Reproduce the listing below line for line, without the pictures.

+++ PROVIDED DATA

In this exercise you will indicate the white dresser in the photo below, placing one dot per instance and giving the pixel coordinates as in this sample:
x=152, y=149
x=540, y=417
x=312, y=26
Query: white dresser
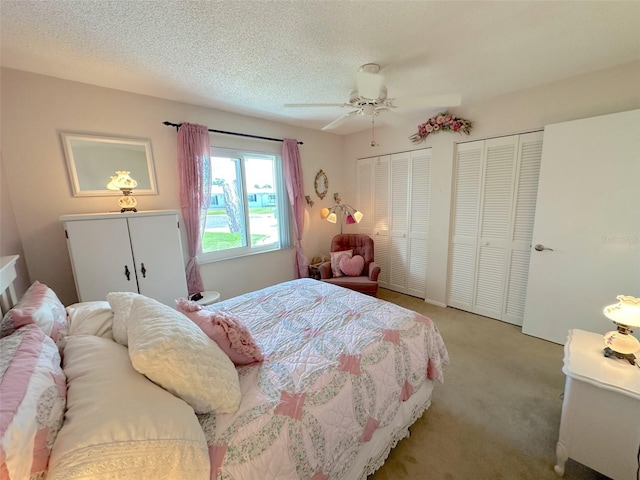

++++++

§ **EXPECTED ANSWER**:
In this exercise you will indicate the white dresser in the photo below, placing one dot per instance and giving the pixel coordinates as in this sample:
x=152, y=149
x=540, y=417
x=312, y=26
Query: white dresser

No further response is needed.